- Supplied information
-- Begin --

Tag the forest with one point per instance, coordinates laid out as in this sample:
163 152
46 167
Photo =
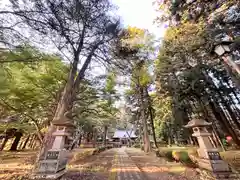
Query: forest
75 62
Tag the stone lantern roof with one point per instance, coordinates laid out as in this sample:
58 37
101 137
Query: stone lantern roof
197 123
63 122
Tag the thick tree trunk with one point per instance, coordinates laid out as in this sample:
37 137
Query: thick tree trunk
4 143
94 137
31 141
147 144
67 98
153 128
26 141
105 135
80 140
16 141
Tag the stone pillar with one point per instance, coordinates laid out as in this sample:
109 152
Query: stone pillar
209 158
54 164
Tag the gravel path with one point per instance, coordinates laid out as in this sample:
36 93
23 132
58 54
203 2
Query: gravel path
126 168
154 168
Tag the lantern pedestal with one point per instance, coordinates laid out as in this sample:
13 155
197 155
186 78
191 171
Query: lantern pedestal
53 165
210 158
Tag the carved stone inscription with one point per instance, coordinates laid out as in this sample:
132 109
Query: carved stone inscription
214 156
52 155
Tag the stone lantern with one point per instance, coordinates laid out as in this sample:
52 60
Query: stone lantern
209 157
53 165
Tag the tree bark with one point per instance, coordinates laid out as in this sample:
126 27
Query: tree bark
80 140
105 135
94 137
26 141
31 141
16 141
4 143
147 144
153 128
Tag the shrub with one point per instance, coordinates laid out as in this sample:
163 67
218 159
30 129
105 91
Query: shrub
232 158
136 146
183 157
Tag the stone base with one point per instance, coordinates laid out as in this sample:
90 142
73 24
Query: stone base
208 175
49 176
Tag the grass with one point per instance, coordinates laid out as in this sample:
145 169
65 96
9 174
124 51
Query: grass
232 158
16 165
178 154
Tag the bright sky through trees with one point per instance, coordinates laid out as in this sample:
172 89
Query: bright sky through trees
139 13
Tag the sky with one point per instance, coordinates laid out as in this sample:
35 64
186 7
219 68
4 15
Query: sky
139 13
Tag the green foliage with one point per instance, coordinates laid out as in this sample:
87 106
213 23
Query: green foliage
30 89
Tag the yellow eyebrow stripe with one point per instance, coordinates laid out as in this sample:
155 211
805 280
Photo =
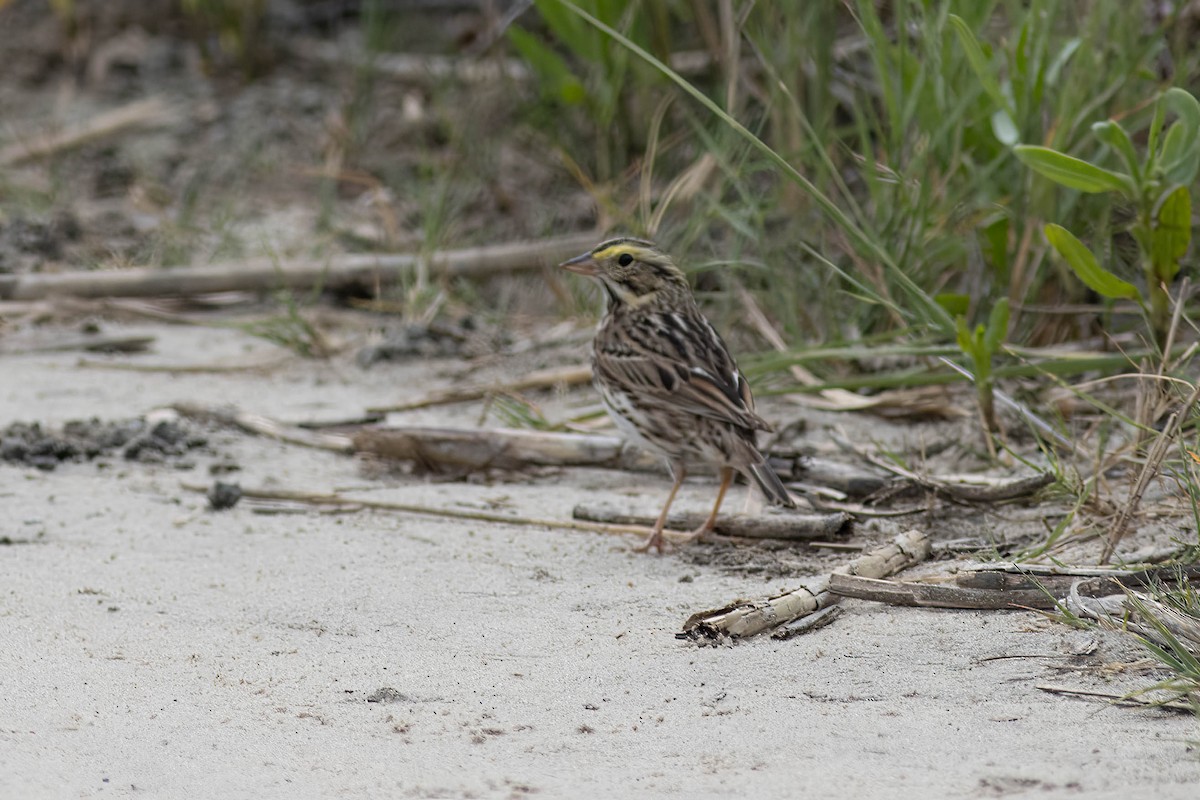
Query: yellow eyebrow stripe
609 252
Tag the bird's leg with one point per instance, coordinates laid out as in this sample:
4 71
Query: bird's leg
726 479
655 539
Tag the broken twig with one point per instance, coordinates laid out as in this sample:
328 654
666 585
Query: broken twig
931 595
144 113
744 619
768 525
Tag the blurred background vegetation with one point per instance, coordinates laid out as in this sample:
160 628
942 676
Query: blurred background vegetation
850 163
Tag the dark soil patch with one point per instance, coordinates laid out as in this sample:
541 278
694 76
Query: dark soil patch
79 440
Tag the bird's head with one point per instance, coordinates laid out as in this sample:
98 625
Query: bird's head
633 271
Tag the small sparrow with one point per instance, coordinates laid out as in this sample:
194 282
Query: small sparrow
666 377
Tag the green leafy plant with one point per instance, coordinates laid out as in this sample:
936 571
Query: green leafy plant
1157 186
981 346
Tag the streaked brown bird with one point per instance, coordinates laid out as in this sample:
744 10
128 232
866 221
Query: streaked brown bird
666 377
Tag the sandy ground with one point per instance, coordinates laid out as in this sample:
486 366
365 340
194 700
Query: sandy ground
153 648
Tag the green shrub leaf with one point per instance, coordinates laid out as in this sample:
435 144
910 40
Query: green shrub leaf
1084 263
1116 137
955 305
1072 172
1173 233
997 326
979 64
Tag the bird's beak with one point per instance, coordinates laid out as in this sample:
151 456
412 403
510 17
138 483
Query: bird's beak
581 265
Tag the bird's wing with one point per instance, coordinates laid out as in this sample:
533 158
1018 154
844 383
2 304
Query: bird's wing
681 360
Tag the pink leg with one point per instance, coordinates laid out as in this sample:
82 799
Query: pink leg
655 539
726 479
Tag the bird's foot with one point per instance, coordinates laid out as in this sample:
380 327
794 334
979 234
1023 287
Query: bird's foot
657 541
663 545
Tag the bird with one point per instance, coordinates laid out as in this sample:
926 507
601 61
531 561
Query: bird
666 377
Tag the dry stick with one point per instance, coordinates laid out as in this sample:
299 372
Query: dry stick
571 376
745 619
931 595
1117 699
336 499
475 449
807 624
777 525
1149 470
981 489
263 275
143 113
189 368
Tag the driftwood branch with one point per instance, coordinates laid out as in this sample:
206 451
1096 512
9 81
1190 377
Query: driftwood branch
744 619
1057 581
1119 699
444 449
779 524
1149 470
480 449
144 113
933 595
971 488
263 275
327 500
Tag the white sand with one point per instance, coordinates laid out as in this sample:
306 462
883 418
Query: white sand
154 649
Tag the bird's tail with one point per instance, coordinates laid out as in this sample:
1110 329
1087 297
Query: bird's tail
765 476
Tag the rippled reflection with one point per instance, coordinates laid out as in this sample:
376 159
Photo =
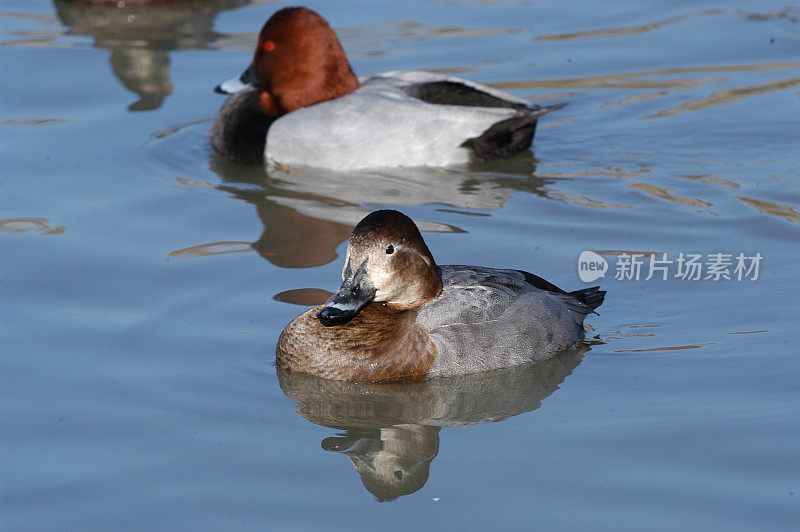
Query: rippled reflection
390 432
308 212
141 36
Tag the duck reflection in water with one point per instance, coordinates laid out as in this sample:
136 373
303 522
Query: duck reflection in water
140 36
307 213
391 432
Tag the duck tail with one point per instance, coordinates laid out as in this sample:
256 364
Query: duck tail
592 297
539 110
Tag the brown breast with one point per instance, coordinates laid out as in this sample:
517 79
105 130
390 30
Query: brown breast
381 344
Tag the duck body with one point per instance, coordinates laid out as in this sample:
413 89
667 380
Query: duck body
401 118
424 321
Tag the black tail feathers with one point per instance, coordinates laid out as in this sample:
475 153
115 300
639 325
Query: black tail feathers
592 297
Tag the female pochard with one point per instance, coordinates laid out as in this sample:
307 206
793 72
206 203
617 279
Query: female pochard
397 316
300 103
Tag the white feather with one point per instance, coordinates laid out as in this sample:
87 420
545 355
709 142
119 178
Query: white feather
380 125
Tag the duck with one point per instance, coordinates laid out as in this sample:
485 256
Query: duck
300 103
397 316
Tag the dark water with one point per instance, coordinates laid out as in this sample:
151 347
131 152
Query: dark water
145 280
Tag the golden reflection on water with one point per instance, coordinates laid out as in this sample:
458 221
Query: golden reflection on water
214 248
786 212
669 348
628 30
728 95
33 121
24 225
663 193
583 201
631 80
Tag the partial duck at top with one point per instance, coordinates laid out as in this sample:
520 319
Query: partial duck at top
300 103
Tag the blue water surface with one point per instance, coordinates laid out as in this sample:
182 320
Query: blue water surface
144 279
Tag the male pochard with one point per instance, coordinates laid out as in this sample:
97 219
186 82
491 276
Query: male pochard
398 317
300 103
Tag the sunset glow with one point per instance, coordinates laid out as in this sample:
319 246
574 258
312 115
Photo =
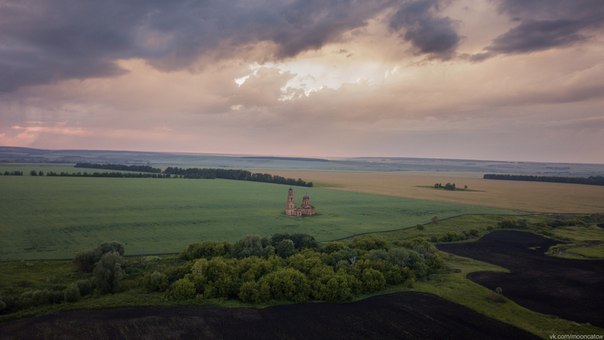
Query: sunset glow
506 80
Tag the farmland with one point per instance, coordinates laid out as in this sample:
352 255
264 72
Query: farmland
527 196
54 217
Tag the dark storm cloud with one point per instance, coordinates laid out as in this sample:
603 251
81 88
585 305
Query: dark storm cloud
546 24
44 41
426 31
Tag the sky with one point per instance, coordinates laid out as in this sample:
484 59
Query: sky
471 79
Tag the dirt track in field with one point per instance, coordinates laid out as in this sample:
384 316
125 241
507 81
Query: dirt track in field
571 289
394 316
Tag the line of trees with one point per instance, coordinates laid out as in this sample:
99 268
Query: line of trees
294 268
12 173
192 173
120 167
234 174
448 186
591 180
106 174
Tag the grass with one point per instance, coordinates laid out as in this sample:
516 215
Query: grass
56 217
451 285
526 196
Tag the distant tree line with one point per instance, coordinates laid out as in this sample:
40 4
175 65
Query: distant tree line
120 167
105 174
192 173
234 174
591 180
12 173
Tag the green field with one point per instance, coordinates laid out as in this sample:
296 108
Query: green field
56 217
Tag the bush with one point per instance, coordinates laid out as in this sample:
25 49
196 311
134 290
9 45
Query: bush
108 273
85 287
207 249
368 243
248 246
285 284
72 293
285 248
156 282
372 280
86 260
182 289
248 292
113 246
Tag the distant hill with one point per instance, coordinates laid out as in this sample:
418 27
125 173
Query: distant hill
165 159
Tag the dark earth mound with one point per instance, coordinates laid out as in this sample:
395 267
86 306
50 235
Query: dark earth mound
571 289
401 315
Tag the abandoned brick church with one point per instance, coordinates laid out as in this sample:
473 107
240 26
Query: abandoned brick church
305 209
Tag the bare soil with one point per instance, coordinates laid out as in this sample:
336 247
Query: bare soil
571 289
394 316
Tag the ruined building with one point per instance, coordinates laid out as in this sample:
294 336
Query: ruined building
305 209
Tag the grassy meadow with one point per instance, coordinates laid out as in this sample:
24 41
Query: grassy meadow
56 217
526 196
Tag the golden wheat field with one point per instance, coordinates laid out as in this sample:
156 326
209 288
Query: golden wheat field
526 196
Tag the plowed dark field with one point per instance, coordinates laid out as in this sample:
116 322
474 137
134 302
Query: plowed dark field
571 289
394 316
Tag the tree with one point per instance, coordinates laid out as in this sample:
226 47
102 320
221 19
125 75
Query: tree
156 282
72 293
108 272
248 292
372 280
86 260
285 284
248 246
285 248
182 289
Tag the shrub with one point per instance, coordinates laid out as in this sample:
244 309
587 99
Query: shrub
285 284
372 280
182 289
368 243
248 292
248 246
108 272
285 248
85 287
156 282
113 246
72 293
86 260
207 249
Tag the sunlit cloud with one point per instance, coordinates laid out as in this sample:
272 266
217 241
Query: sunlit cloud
457 79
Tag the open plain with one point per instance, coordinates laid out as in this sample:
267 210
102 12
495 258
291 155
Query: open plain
516 195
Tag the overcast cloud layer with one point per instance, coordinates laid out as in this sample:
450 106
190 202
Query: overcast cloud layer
511 80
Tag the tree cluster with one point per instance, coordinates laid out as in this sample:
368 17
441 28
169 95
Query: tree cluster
448 186
104 174
591 180
234 174
105 262
295 268
12 173
120 167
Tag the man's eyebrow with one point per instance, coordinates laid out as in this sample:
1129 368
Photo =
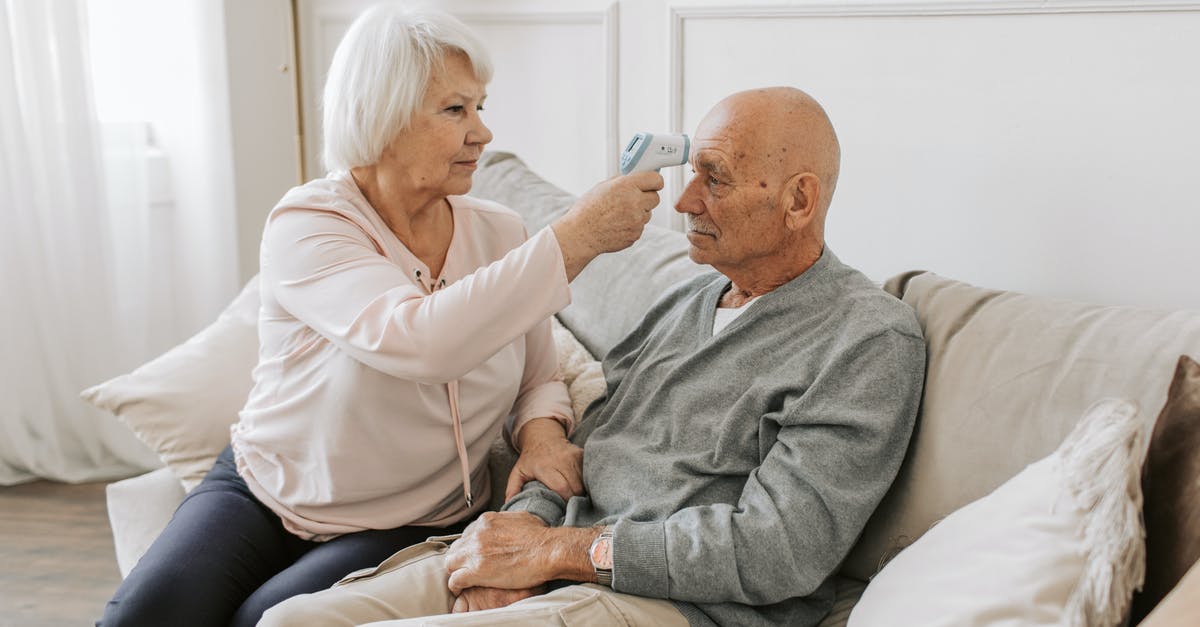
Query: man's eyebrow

-- End --

Take the line containing "Tag the open" as the first line and the last line of the data above as the final one, and output exactly the lines between them, inclusive, with no pictures.

- Solved exercise
Tag the open plain with one point per instance, coordinates laid out as in this sample:
267 210
102 12
495 258
291 155
Query: open plain
516 195
Tag the overcast cloud layer with one point per instance, coordinates laid out as in this sample:
450 106
190 202
Query: overcast cloud layer
511 80
Tag the tree cluster with one point per instance, coordinates laid out as in this sample:
368 17
441 28
169 95
Query: tree cluster
448 186
104 174
591 180
234 174
105 262
295 268
12 173
120 167
Tag the man's eyebrow with one point per instance, coordinates laid out as in this sample:
1129 368
Photo =
Query: man's eyebrow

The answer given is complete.